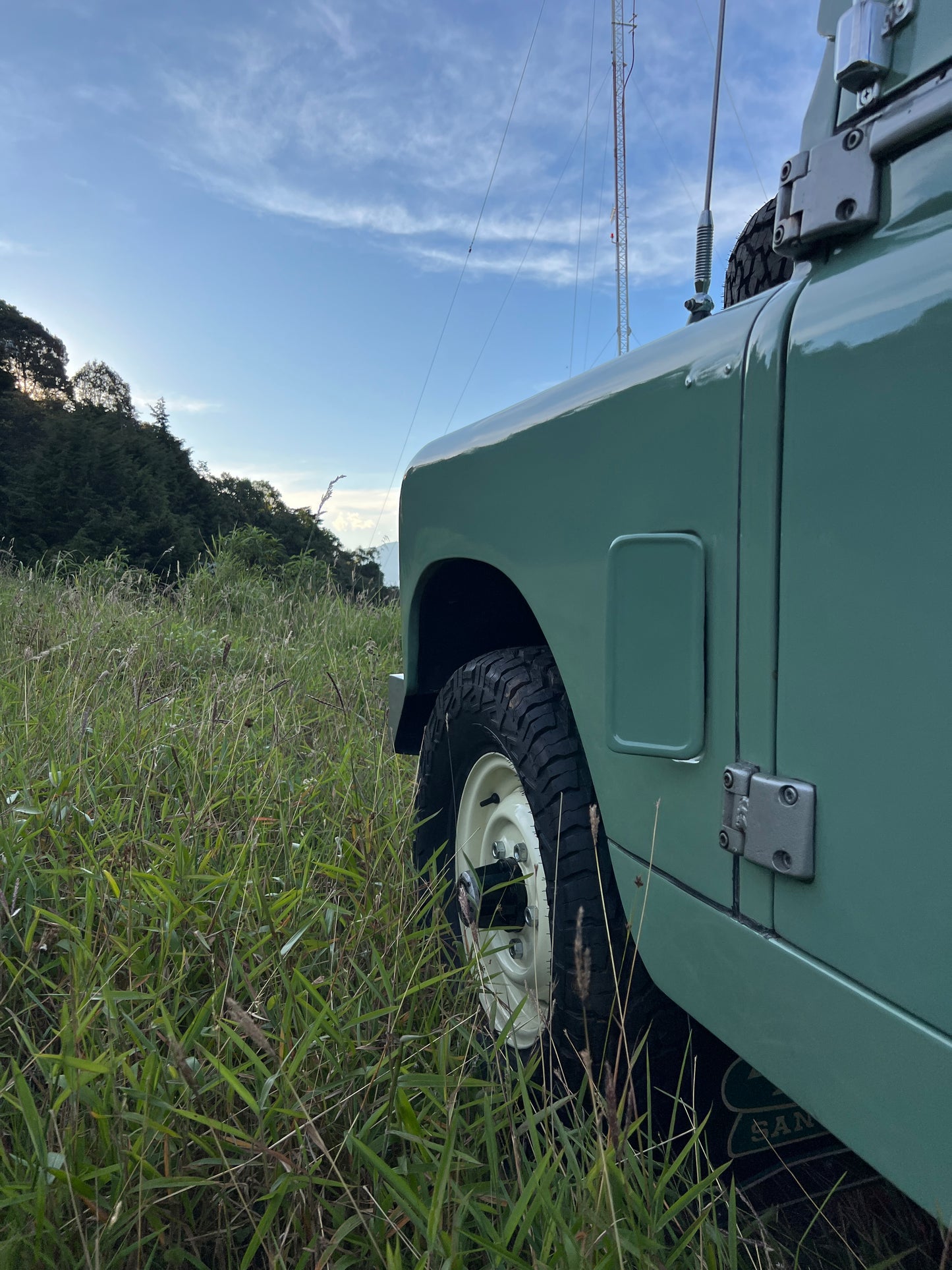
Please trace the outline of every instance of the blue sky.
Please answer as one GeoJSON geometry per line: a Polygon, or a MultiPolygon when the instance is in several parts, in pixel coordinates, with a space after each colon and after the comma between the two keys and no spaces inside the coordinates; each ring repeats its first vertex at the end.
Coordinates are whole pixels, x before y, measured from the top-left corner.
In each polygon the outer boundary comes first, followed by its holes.
{"type": "MultiPolygon", "coordinates": [[[[267,476],[293,505],[347,474],[327,522],[366,545],[539,3],[6,6],[0,296],[62,335],[74,370],[100,357],[138,400],[164,394],[212,471],[267,476]]],[[[815,9],[729,0],[716,274],[798,149],[823,52],[815,9]]],[[[683,323],[692,290],[716,15],[716,0],[638,4],[628,189],[641,343],[683,323]]],[[[451,419],[613,354],[608,19],[608,0],[546,0],[401,470],[451,419]]],[[[399,476],[377,542],[395,536],[397,488],[399,476]]]]}

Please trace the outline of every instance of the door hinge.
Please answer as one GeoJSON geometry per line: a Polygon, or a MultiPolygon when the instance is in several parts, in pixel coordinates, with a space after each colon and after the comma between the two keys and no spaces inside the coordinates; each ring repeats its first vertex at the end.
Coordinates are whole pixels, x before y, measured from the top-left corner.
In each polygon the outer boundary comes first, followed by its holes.
{"type": "Polygon", "coordinates": [[[796,260],[830,239],[877,225],[882,164],[951,126],[952,75],[943,70],[877,114],[793,155],[781,169],[774,251],[796,260]]]}
{"type": "Polygon", "coordinates": [[[754,763],[724,770],[725,851],[784,878],[814,876],[816,786],[788,776],[768,776],[754,763]]]}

────────────────

## TASK STATEMENT
Reproduce all of the rows above character for character, leaving out the pictures.

## SOLUTION FOR THIS PROBLEM
Please trace the outline of every instance of the blue sky.
Please answer as one GeoJSON geometry per line: a Polygon, or a MultiPolygon when the instance is in several parts, in pixel coordinates, with a space after each colon and after the comma between the two keys and no spaces inside the coordinates; each ring repeats its first vertex at the end.
Coordinates are whole pixels, x before y, measured from the top-left corner.
In each polygon the outer boundary comes first, followed by its holes.
{"type": "MultiPolygon", "coordinates": [[[[267,476],[293,505],[347,474],[327,522],[366,545],[539,3],[6,6],[0,296],[62,335],[74,370],[100,357],[138,400],[164,394],[212,471],[267,476]]],[[[815,9],[729,0],[716,274],[798,149],[823,52],[815,9]]],[[[683,323],[692,290],[716,15],[716,0],[638,4],[628,189],[641,343],[683,323]]],[[[451,419],[613,354],[608,19],[608,0],[546,0],[401,470],[451,419]]],[[[399,476],[377,542],[395,536],[397,488],[399,476]]]]}

Please trace the outline of every instance of the door hinge.
Please answer as one GeoJSON geometry per line: a Polygon, or a MultiPolygon when the instance is in several parts, in pixel coordinates, with a space after each colon and after the comma between the two keys and no spaces inside the coordinates; each ring repeats its first vertex at the end.
Coordinates are whole pixels, x before y, measured from the top-left corner.
In each polygon the outer boundary comes first, followed by its holes.
{"type": "Polygon", "coordinates": [[[796,260],[830,239],[877,225],[882,164],[951,126],[952,75],[943,70],[877,114],[793,155],[781,169],[774,251],[796,260]]]}
{"type": "Polygon", "coordinates": [[[754,763],[724,770],[725,851],[784,878],[814,876],[816,786],[788,776],[768,776],[754,763]]]}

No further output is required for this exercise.